**Task prompt:** Count the lines in the rows below that contain the string "wall", matching case exactly. Reply with the number alone.

**Provided material:**
— start —
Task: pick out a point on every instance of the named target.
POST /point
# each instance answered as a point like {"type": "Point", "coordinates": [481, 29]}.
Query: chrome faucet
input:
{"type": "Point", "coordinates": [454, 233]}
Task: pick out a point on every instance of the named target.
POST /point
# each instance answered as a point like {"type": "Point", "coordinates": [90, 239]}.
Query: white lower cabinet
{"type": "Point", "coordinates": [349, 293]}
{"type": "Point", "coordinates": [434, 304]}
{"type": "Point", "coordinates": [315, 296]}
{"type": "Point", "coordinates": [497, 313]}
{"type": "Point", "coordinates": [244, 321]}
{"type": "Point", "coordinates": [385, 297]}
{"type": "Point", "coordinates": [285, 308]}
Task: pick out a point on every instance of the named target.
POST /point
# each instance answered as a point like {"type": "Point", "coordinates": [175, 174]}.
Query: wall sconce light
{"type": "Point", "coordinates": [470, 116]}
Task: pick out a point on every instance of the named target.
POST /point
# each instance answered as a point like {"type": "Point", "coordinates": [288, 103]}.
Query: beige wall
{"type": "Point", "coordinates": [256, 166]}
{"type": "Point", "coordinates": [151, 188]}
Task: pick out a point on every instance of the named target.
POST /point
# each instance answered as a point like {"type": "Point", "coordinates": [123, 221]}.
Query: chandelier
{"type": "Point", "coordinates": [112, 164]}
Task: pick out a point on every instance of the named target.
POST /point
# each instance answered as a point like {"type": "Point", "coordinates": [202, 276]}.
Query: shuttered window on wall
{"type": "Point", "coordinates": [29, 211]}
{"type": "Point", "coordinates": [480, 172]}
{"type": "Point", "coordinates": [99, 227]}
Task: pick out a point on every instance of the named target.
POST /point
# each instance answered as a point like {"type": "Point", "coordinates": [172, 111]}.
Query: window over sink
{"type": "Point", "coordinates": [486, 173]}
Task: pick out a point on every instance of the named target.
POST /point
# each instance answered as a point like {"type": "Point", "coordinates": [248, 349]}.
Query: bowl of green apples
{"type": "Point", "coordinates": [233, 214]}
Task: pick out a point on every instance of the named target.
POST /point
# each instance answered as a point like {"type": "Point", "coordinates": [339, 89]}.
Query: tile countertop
— end —
**Completed task:** 3